:: BRIEF ::
Could you reproduce the entries below verbatim, from the line containing "For the benchmark run, find the hand" up to and including the last line of the entries? Omit the pictures from your copy.

==== RECORD SET

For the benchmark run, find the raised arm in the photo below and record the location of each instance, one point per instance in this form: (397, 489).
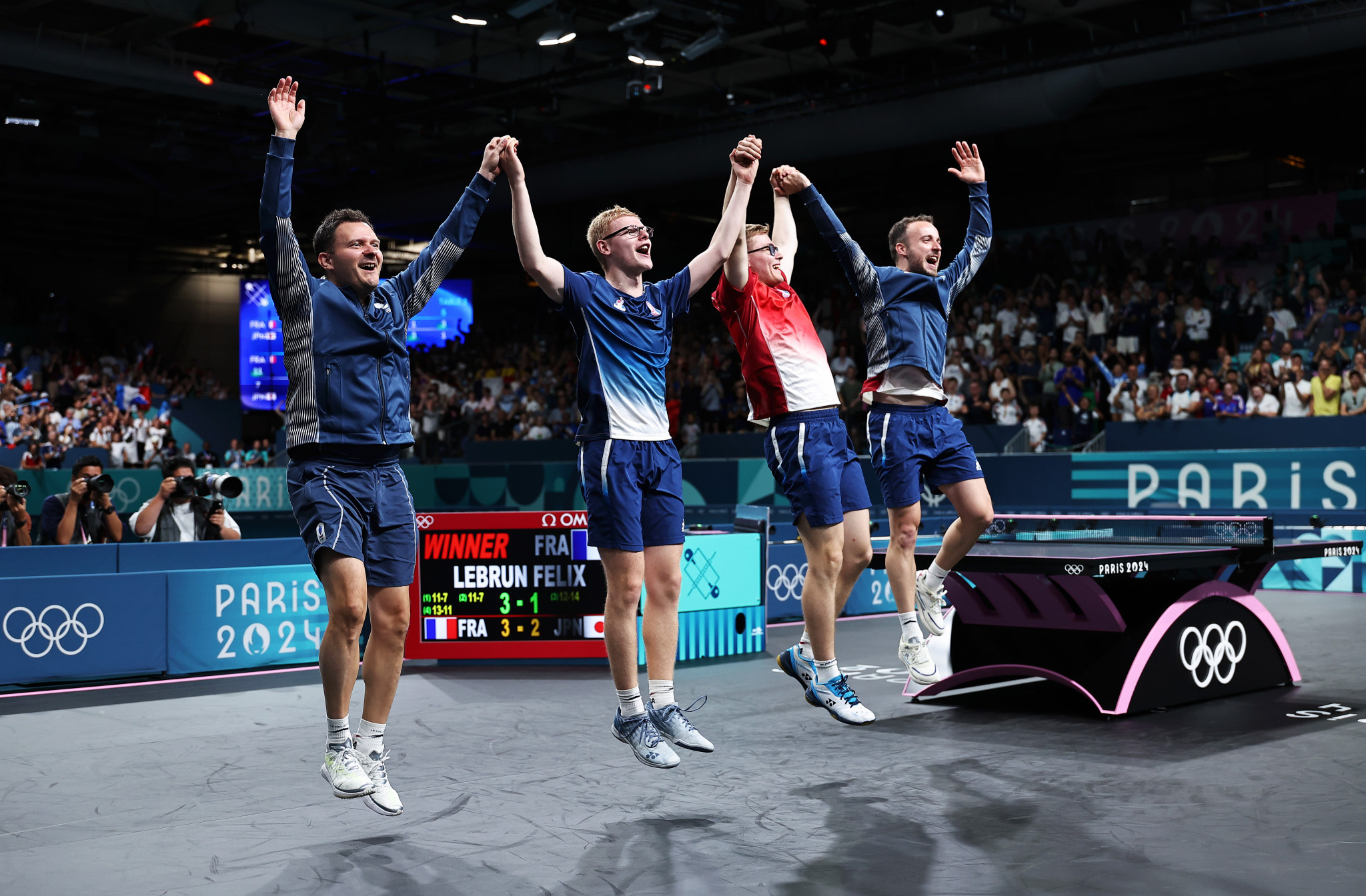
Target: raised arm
(416, 285)
(745, 164)
(858, 269)
(286, 265)
(784, 229)
(736, 269)
(546, 271)
(978, 239)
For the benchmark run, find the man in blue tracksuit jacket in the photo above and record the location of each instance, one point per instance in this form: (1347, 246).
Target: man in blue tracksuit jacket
(348, 415)
(912, 437)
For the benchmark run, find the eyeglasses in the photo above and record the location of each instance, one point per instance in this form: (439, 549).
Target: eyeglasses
(632, 230)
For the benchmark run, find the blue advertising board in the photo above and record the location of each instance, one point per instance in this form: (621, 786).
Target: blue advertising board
(82, 627)
(1305, 479)
(243, 618)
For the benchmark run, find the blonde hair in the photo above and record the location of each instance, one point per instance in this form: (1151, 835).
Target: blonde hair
(602, 226)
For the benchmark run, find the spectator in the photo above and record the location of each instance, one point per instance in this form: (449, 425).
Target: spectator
(1037, 429)
(175, 513)
(1297, 393)
(1007, 410)
(14, 513)
(1261, 403)
(1183, 401)
(82, 515)
(1327, 389)
(1354, 397)
(234, 458)
(1230, 403)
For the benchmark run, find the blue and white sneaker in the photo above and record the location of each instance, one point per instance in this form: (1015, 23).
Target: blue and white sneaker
(645, 739)
(676, 729)
(840, 701)
(797, 665)
(929, 607)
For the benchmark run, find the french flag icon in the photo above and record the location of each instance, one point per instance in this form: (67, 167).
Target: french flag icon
(580, 547)
(442, 629)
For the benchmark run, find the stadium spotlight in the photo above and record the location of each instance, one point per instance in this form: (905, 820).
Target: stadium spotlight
(943, 18)
(556, 36)
(1007, 11)
(705, 44)
(636, 18)
(644, 58)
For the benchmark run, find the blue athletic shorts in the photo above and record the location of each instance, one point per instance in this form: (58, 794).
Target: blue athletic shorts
(917, 441)
(358, 511)
(813, 461)
(634, 493)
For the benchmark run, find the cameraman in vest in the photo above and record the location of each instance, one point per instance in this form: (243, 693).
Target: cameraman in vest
(175, 513)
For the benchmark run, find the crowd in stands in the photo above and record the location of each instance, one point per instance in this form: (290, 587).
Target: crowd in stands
(1059, 335)
(55, 402)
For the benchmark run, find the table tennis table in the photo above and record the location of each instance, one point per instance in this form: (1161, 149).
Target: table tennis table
(1134, 612)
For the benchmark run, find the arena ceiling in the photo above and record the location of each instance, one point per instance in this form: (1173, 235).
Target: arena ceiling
(148, 115)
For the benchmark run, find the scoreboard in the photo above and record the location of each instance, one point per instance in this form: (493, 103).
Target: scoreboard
(506, 585)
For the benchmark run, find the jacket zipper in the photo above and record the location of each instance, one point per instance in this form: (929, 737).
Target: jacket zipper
(384, 401)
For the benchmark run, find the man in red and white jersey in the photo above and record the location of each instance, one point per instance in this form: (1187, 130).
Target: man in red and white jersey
(790, 387)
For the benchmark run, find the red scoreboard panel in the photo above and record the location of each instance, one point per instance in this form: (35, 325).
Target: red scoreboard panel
(513, 586)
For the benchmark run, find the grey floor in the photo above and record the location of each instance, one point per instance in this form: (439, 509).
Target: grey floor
(513, 785)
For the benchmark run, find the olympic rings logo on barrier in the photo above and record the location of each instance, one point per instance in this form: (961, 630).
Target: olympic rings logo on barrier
(1205, 655)
(788, 583)
(37, 626)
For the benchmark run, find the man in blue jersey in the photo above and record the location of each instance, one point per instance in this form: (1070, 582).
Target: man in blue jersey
(348, 417)
(629, 466)
(913, 439)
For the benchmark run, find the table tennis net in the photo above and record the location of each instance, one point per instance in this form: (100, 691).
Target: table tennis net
(1133, 530)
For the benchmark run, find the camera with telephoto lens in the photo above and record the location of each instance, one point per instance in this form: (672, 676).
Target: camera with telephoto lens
(219, 485)
(103, 484)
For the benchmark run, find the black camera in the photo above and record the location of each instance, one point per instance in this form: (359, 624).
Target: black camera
(103, 484)
(219, 485)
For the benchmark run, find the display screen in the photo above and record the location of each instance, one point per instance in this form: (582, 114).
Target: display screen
(263, 380)
(504, 583)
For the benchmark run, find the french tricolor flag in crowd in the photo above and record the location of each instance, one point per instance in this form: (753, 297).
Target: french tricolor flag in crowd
(580, 547)
(440, 629)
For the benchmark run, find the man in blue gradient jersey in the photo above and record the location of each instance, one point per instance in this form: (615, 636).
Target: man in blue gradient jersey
(629, 467)
(910, 433)
(348, 415)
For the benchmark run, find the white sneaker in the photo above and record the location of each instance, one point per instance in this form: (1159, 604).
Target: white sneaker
(929, 607)
(916, 656)
(839, 700)
(342, 769)
(383, 799)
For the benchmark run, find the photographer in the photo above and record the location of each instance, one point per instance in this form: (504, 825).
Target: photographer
(14, 514)
(175, 513)
(85, 513)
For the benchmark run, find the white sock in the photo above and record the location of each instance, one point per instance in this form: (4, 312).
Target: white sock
(339, 731)
(369, 738)
(934, 575)
(662, 693)
(632, 703)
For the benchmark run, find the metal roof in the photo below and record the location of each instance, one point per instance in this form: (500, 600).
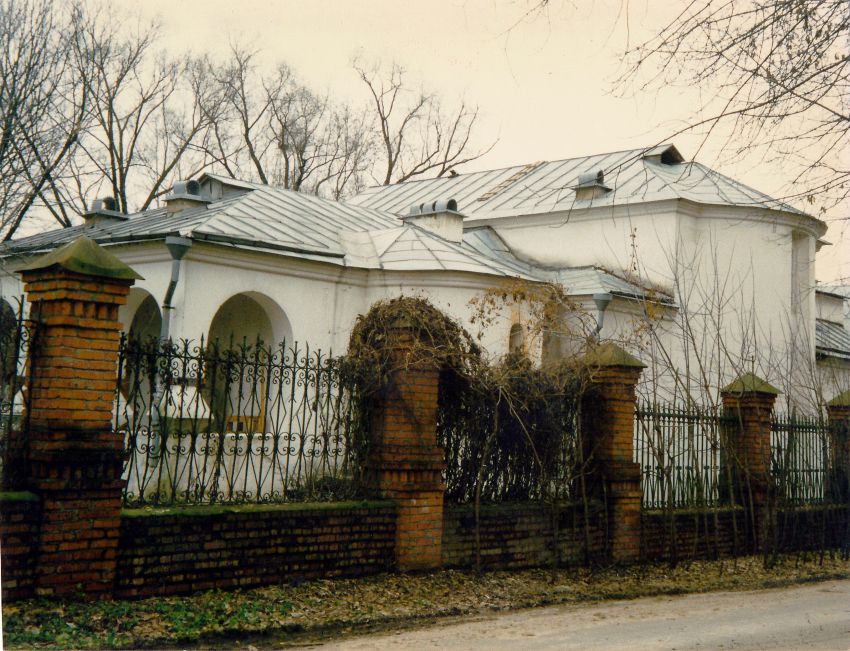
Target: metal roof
(831, 339)
(305, 226)
(635, 176)
(296, 225)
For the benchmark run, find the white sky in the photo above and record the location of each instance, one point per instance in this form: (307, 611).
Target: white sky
(543, 83)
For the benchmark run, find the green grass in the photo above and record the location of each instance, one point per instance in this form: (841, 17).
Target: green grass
(292, 614)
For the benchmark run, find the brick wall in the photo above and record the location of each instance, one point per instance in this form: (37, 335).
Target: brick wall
(704, 535)
(20, 514)
(177, 551)
(697, 535)
(517, 535)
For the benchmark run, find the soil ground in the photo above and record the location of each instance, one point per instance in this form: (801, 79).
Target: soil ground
(813, 616)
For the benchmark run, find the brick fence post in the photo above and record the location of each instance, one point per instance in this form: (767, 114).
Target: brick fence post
(608, 411)
(74, 457)
(405, 462)
(749, 401)
(838, 410)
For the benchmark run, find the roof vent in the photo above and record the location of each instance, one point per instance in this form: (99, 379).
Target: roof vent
(591, 185)
(440, 217)
(185, 194)
(104, 210)
(664, 154)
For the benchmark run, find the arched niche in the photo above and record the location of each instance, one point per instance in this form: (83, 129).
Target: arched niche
(240, 322)
(248, 316)
(143, 319)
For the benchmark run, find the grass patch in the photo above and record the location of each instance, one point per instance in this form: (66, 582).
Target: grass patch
(294, 614)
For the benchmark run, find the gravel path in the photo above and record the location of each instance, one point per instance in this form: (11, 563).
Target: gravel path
(813, 616)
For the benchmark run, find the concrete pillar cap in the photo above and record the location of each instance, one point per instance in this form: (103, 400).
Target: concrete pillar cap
(751, 383)
(84, 256)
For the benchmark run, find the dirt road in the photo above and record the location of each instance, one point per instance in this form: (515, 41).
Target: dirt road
(814, 616)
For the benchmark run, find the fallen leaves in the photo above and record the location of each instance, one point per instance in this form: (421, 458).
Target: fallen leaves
(324, 607)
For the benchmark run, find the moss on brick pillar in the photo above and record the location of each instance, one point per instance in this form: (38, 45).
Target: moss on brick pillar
(74, 457)
(405, 463)
(608, 412)
(839, 447)
(749, 402)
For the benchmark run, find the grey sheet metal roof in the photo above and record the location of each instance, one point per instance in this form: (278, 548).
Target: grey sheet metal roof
(410, 248)
(269, 218)
(635, 176)
(294, 224)
(831, 339)
(301, 225)
(577, 281)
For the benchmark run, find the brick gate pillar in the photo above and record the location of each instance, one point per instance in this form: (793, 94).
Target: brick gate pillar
(838, 410)
(405, 463)
(749, 401)
(608, 428)
(74, 456)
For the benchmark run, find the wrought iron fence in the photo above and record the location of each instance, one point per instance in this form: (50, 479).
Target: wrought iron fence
(247, 423)
(800, 457)
(534, 441)
(679, 452)
(15, 344)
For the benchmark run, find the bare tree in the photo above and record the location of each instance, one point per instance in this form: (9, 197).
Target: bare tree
(283, 132)
(44, 102)
(417, 135)
(781, 69)
(148, 111)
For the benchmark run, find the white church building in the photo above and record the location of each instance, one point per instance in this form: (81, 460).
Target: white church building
(700, 275)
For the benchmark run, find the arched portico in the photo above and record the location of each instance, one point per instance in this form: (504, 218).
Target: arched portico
(247, 317)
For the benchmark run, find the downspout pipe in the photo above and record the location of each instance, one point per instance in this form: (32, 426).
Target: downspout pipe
(178, 247)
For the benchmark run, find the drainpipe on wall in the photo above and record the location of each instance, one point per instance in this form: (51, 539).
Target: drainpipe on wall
(177, 246)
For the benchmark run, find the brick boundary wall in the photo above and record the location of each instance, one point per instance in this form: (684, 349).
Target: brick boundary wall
(20, 518)
(519, 535)
(179, 551)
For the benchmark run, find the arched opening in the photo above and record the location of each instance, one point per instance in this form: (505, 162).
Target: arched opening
(252, 327)
(516, 339)
(147, 321)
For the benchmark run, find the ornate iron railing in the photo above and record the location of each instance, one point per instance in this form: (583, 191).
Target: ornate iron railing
(679, 452)
(247, 423)
(16, 342)
(800, 457)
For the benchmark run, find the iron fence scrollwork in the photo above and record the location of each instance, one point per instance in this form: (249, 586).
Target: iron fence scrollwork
(210, 424)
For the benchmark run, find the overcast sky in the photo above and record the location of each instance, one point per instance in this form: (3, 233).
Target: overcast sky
(543, 81)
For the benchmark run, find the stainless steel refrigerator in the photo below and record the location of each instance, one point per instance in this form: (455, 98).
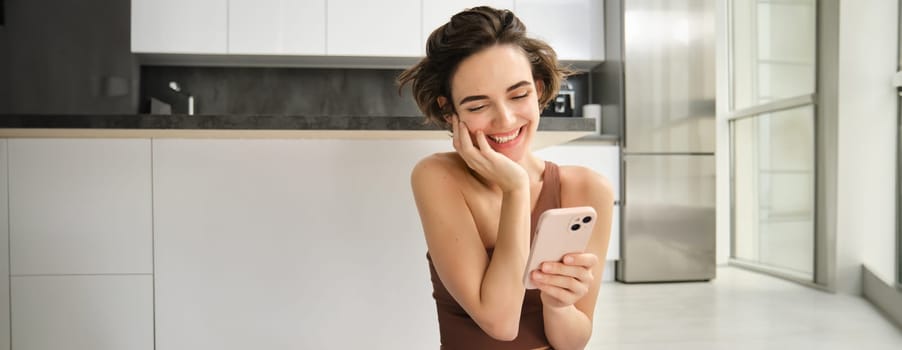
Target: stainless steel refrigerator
(659, 78)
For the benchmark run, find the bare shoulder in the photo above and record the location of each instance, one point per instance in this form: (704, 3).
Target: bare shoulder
(438, 168)
(584, 186)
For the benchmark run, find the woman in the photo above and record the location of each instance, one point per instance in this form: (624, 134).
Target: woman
(487, 82)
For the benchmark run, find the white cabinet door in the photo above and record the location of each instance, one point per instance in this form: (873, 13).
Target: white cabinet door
(179, 26)
(438, 12)
(574, 28)
(80, 206)
(367, 28)
(299, 244)
(82, 312)
(4, 248)
(277, 27)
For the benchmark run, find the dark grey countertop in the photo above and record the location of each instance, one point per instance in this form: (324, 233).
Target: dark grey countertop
(252, 122)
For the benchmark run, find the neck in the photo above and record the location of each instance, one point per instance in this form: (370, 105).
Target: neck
(534, 166)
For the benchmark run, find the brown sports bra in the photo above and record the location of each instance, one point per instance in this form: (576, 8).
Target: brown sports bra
(459, 331)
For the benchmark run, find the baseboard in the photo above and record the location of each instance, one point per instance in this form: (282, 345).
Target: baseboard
(883, 296)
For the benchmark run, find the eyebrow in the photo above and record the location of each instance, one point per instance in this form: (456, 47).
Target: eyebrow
(483, 97)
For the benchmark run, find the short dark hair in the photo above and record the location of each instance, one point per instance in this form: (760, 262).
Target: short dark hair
(469, 32)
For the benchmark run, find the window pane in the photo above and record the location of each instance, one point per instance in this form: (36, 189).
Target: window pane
(773, 187)
(773, 50)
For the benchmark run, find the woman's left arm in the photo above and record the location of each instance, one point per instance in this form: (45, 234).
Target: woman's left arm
(570, 288)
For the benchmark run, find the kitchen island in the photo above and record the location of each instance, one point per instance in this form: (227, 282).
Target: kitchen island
(227, 232)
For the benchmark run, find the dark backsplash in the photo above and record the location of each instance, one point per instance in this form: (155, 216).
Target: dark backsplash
(294, 91)
(288, 91)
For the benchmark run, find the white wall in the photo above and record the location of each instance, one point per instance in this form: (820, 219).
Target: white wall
(722, 150)
(866, 159)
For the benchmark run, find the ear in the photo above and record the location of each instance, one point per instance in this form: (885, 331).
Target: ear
(442, 101)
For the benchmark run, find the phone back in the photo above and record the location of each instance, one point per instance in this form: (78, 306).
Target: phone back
(559, 231)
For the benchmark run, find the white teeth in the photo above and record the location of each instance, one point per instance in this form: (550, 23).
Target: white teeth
(505, 139)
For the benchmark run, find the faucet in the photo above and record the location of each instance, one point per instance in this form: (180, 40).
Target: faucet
(175, 87)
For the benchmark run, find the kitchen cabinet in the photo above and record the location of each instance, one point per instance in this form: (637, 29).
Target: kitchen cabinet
(574, 28)
(297, 243)
(277, 27)
(79, 206)
(82, 312)
(4, 248)
(180, 26)
(362, 28)
(438, 12)
(394, 28)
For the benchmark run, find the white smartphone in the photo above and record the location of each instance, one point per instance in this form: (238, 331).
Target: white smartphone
(559, 232)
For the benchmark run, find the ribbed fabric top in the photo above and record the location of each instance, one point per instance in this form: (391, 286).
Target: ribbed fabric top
(459, 331)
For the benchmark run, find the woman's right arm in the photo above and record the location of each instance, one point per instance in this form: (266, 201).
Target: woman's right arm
(490, 290)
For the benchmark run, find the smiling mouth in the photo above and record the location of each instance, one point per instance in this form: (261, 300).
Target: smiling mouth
(507, 138)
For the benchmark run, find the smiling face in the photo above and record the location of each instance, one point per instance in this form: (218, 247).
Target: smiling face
(494, 91)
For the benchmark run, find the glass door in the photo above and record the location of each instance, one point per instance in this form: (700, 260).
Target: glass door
(899, 162)
(773, 48)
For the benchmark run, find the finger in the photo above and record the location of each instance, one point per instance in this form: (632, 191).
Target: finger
(581, 273)
(468, 152)
(483, 143)
(581, 259)
(455, 133)
(563, 295)
(465, 135)
(560, 281)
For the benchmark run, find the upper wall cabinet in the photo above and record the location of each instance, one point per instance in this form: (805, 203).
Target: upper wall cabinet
(438, 12)
(354, 28)
(180, 26)
(574, 28)
(366, 28)
(277, 27)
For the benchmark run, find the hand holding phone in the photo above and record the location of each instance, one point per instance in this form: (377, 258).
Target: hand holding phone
(559, 232)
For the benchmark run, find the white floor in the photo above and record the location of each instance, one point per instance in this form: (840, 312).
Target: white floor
(737, 310)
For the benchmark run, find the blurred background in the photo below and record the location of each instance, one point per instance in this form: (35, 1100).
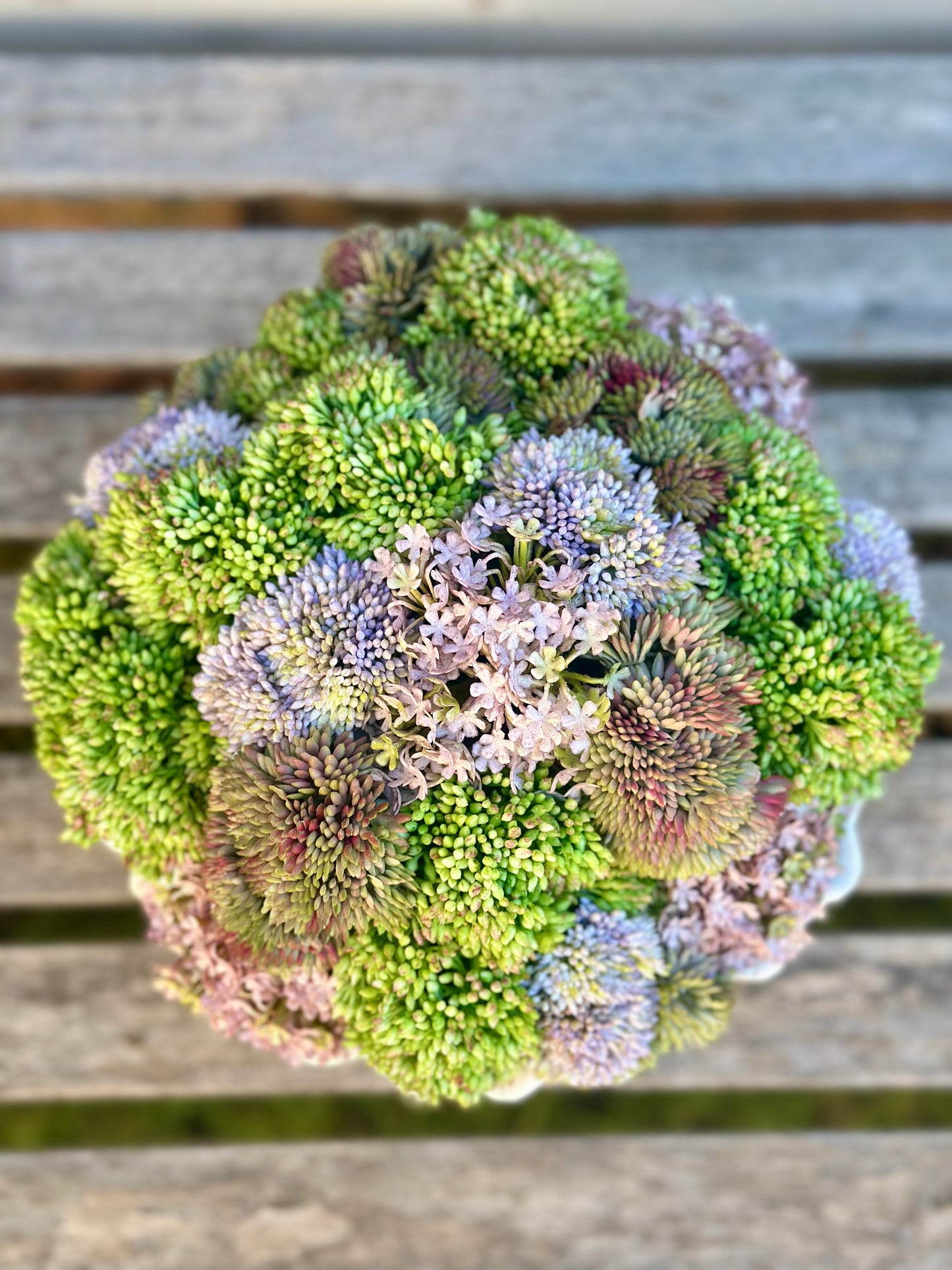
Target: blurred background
(167, 169)
(479, 26)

========

:: WRITTEN SOLUTION ::
For the benchmark run, find the hand holding phone in the photo above and record the location of each instance, one point per instance in this form: (377, 258).
Target: hand holding phone
(559, 232)
For the benchmark run, find the white floor in the photo above and record the location of each instance, one point per instance in this form: (840, 312).
Target: white floor
(737, 310)
For the benchmark run, find the blurred background in the photo below and record the location of each instance, one point per instance in this form: (35, 1100).
Target: blurred background
(167, 169)
(479, 26)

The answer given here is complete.